_Supplied passage_
****

Reliability & Delivery Guarantees

Understanding ACK, NACK, visibility timeouts, and dead letter queues.

Table of contents

  1. Reliability & Delivery Guarantees
    1. Delivery Guarantees Overview
    2. Message Acknowledgment
      1. ACK (Acknowledge)
      2. NACK (Negative Acknowledge)
        1. NACK Options
    3. Visibility Timeout
      1. How It Works
      2. Configuring Visibility Timeout
      3. Extending Visibility
    4. Retry Behavior
      1. Retry Flow
      2. Configuration
      3. Retry Headers
    5. Dead Letter Queue (DLQ)
      1. DLQ Flow
      2. DLQ Message Enrichment
      3. Processing DLQ
    6. In-Flight Messages
      1. Tracking In-Flight
      2. Monitoring In-Flight
    7. Exactly-Once Semantics
      1. Idempotent Producer
      2. Transactional Processing
    8. Best Practices
      1. For At-Least-Once (Recommended Default)
      2. For Exactly-Once
      3. Choosing Visibility Timeout
    9. Failure Scenarios
      1. Consumer Crashes
      2. Network Partition
    10. Next Steps

Delivery Guarantees Overview

Message delivery guarantees define what happens when failures occur:

Guarantee Meaning Trade-off
At-most-once Message delivered 0 or 1 times Fastest, may lose messages
At-least-once Message delivered 1 or more times Safe, may have duplicates
Exactly-once Message delivered exactly 1 time Safest, most complex
At-most-once (Fire and forget):
  Producer ──publish──► Broker ──deliver──► Consumer
                         │
                   If lost here,
                   gone forever

At-least-once (Default in GoQueue):
  Producer ──publish──► Broker ──deliver──► Consumer
                         │                     │
                         │                  ACK/NACK
                         │◄────────────────────┘
                         │
                   If no ACK, redeliver

Exactly-once (With transactions):
  Producer ──publish──► Broker ──deliver──► Consumer
       │                  │                    │
  Idempotent key     Deduplication          ACK + 
                                          idempotent
                                          processing

Message Acknowledgment

ACK (Acknowledge)

****

_Written problem_
Summarize the reliability page in two sentences. The listing that follows has no connection to the reliability page.

_Data_
****

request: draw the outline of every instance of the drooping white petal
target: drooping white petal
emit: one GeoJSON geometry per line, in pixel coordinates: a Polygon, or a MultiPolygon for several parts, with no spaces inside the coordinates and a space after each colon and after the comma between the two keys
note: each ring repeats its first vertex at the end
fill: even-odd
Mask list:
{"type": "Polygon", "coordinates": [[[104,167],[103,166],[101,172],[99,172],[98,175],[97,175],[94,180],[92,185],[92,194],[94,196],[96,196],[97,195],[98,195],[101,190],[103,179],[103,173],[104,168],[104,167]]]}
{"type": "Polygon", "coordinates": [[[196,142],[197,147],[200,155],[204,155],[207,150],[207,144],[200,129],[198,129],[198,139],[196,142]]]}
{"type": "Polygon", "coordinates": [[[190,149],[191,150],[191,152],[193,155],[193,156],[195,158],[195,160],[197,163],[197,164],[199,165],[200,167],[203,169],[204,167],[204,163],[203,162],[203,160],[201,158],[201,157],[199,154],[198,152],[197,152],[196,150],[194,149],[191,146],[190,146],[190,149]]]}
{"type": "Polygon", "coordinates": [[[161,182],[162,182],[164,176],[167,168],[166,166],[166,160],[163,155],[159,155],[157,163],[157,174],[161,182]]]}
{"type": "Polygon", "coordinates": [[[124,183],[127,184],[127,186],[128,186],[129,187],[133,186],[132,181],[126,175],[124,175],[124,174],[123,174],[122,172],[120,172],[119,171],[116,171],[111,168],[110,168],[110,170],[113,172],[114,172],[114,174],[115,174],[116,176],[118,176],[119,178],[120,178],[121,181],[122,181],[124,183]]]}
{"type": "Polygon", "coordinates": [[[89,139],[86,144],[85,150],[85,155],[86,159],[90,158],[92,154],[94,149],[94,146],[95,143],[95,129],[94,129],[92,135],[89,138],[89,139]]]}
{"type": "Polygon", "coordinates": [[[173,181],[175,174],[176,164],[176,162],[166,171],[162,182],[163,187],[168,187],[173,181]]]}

****

_Written response_
The page covers ACK, NACK, visibility timeouts, and dead letter queues, and defines delivery guarantees as what happens when failures occur. At-most-once delivers a message zero or one times and is fastest but may lose messages; at-least-once, GoQueue's default, delivers it one or more times and redelivers if no ACK arrives but may produce duplicates; and exactly-once delivers it once and is safest but most complex, relying on idempotent keys, deduplication, and idempotent processing.